__Written request a__
Extract the passage in the input files text below from "In other words: when" up to and including "file at ./input/solver_input.json!", copying it word for word.

__Excerpt provided__
== == ==

Input Files

You may ask, what do your see when they are executed on a node? While the base folder structure remains the same, the files you are provided differ. Lets say you are executing the following section of a configuration file:

python:
  initialize:
    build_file: /path/to/build.py
    required_files:
      - path: file1.txt
      - path: file999.txt
        alias: file2.txt
  jobs:
    - name: job_1
      file: execute_job.py
      required_files:
        - path: file3.txt
    - name: job_2
      file: execute_job.py
      required_files: []

When executing the compilation, the folder structure would look like this:

.
├── build.py
├── distribute_save
├── initial_files
│   ├── file1.txt
│   └── file2.txt
└── input
    ├── file1.txt
    ├── file2.txt

In other words: when building you only have access to the files from the required_files section in initialize. Another thing to note is that even though you have specified the path to the file999.txt file on your local computer, the file has actually been named file2.txt on the node. This is an additional feature to help your job execution scripts work uniform file names; you dont actually need to need to keep a bunch of solver inputs named solver_input.json in separate folders to prevent name collision. You can instead have several inputs solver_input_1.json, solver_input_2.json, solver_input_3.json on your local machine and then set the alias filed to solver_input.json so that you run script can simply read the file at ./input/solver_input.json!

== == ==

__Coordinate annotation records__
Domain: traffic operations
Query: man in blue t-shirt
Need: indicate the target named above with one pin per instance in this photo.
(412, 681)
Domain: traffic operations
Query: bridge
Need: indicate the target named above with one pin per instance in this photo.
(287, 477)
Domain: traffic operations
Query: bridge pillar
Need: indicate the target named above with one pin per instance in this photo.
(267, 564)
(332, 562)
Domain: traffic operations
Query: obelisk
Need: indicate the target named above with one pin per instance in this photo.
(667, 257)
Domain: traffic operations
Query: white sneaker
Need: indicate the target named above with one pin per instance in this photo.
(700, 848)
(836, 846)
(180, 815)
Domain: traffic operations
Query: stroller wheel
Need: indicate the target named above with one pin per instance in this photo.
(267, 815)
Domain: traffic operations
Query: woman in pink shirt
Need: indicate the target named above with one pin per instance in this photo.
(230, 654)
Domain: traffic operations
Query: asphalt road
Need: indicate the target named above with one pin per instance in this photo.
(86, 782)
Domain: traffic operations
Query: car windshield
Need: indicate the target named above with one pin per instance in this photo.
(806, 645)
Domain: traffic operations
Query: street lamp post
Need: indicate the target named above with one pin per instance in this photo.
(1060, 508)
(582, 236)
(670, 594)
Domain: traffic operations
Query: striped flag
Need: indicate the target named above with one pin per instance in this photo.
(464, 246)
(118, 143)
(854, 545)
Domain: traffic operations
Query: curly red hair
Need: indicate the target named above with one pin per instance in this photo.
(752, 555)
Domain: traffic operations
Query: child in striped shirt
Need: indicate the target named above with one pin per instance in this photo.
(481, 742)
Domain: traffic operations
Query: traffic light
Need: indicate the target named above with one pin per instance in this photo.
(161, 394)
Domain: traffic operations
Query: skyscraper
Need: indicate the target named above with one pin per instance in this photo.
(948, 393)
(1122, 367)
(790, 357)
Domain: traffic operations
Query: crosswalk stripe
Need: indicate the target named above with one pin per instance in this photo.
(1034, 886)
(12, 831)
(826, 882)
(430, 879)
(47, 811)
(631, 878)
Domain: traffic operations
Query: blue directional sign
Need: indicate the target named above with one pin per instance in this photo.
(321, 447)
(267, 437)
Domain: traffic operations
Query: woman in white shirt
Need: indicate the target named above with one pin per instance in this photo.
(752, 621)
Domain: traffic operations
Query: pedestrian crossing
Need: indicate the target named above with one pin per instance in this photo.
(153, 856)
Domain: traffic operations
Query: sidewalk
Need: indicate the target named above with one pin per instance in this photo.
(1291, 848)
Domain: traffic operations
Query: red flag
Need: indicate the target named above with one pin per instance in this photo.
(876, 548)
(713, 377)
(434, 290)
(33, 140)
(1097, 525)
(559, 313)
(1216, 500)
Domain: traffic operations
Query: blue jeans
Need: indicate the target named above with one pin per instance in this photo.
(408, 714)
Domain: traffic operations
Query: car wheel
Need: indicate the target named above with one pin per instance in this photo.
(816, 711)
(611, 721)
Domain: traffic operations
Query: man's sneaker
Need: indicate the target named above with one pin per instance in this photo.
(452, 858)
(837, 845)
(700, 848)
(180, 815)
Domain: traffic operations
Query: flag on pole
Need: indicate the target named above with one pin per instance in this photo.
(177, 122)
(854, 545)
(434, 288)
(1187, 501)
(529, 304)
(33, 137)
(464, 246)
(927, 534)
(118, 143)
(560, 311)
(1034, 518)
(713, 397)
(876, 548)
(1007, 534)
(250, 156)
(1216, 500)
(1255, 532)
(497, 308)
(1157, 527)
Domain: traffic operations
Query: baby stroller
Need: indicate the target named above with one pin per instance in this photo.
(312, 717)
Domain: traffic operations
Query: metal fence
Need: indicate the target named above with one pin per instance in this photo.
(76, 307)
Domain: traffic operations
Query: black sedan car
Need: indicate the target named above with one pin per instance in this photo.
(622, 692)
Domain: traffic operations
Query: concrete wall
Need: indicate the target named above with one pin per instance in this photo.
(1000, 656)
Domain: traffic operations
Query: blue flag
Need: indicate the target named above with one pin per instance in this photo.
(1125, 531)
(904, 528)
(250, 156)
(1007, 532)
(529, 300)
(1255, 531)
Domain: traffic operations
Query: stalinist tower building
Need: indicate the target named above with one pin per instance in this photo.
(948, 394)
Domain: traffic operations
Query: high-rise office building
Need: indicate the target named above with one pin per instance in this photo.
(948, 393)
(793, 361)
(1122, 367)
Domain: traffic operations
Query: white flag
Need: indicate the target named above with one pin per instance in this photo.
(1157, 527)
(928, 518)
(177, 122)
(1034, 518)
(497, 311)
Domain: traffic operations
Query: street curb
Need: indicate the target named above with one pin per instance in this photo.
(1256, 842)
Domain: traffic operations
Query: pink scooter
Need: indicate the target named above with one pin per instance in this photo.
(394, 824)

== == ==

__Written request b__
Count the lines of the records above that contain the string "flag", treating uppercase and lowercase as different, and reply with only the number.

__Right answer a__
In other words: when building you only have access to the files from the required_files section in initialize. Another thing to note is that even though you have specified the path to the file999.txt file on your local computer, the file has actually been named file2.txt on the node. This is an additional feature to help your job execution scripts work uniform file names; you dont actually need to need to keep a bunch of solver inputs named solver_input.json in separate folders to prevent name collision. You can instead have several inputs solver_input_1.json, solver_input_2.json, solver_input_3.json on your local machine and then set the alias filed to solver_input.json so that you run script can simply read the file at ./input/solver_input.json!

__Right answer b__
5